**Page extract**.
* begin *

On February 10, 2017, the Partnership completed a public offering of $1.25 billion aggregate principal amount of 4.125 percent unsecured senior notes due March 2027 (the “2027 Senior Notes”) and $1.0 billion aggregate principal amount of 5.200 percent unsecured senior notes due March 2047 (the “2047 Senior Notes” and, collectively with the 2027 Senior Notes, the “New Senior Notes”). The 2027 Senior Notes and the 2047 Senior Notes were offered at a price to the public of 99.834 percent and 99.304 percent of par, respectively, at an interest rate of 4.125 percent and 5.200 percent, respectively. The Partnership intends to use the net proceeds from this offering for general partnership purposes, which may include, from time to time, acquisitions (including the previously announced planned dropdown of assets from MPC, the acquisition of the Ozark pipeline, and the acquisition of a partial, indirect equity interest in the Xxxxxx Pipeline system) and capital expenditures.
On February 13, 2017, the Partnership announced that it has entered into an asset purchase agreement with Enbridge Pipelines (Ozark) LLC (“Enbridge Ozark”), under which an affiliate of Pipe Line Holdings has agreed to purchase Ozark pipeline for approximately $220 million from Enbridge Ozark. The Ozark pipeline is a 433-mile, 22-inch crude oil pipeline originating in Cushing, Oklahoma, and terminating in Wood River, Illinois, and capable of transporting approximately 230,000 barrels per day. This purchase transaction is expected to close in the first quarter of 2017.

* end *

**Given information**.
* begin *

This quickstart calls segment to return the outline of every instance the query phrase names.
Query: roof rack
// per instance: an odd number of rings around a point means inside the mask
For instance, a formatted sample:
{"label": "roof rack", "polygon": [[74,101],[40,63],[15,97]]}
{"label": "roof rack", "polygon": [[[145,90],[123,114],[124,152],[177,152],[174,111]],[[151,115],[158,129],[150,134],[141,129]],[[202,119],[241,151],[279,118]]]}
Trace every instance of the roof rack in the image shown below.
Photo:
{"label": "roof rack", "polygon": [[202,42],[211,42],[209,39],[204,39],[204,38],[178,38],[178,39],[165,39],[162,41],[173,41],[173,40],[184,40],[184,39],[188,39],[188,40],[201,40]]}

* end *

**Work to complete**.
A. Output everything from "On February 13, 2017, the" down to "quarter of 2017." in the senior notes passage above, copied word for word.
B. Carry on the senior notes passage above, picking up after its final sentence.

**Task answers**.
A.
On February 13, 2017, the Partnership announced that it has entered into an asset purchase agreement with Enbridge Pipelines (Ozark) LLC (“Enbridge Ozark”), under which an affiliate of Pipe Line Holdings has agreed to purchase Ozark pipeline for approximately $220 million from Enbridge Ozark. The Ozark pipeline is a 433-mile, 22-inch crude oil pipeline originating in Cushing, Oklahoma, and terminating in Wood River, Illinois, and capable of transporting approximately 230,000 barrels per day. This purchase transaction is expected to close in the first quarter of 2017.

B.
On February 15, 2017, MPLX LP closed on its previously announced intent to participate in a joint venture with Enbridge Energy Partners L.P. (“Enbridge Energy Partners”) to acquire a 9.1875 percent indirect interest in the Dakota Access Pipeline (“DAPL”) and Energy Transfer Crude Oil Company Pipeline (“ETCOP”) projects, collectively referred to as the Xxxxxx Pipeline system, from Energy Transfer Partners, L.P. (“ETP”) and Sunoco Logistics Partners, L.P. (“SXL”) for $500 million.
The Xxxxxx Pipeline system is currently expected to deliver in excess of 470,000 barrels per day of crude oil from the Xxxxxx/
Three Forks production area in North Dakota to the Midwest through Patoka, Illinois and ultimately to the Gulf Coast. ETP and
SXL collectively own a 75 percent interest in each of the two joint ventures that are developing the Xxxxxx Pipeline system.
MPLX LP and Enbridge Energy Partners intend to form a new joint venture to acquire 49 percent of ETP and SXL’s 75 percent
indirect interest in the Xxxxxx Pipeline system. MPLX LP will own 25 percent of this new joint venture with Enbridge, which
results in its 9.1875 percent indirect ownership interest in the Xxxxxx Pipeline system. MPLX LP expects to account for its
investment using the equity method of accounting.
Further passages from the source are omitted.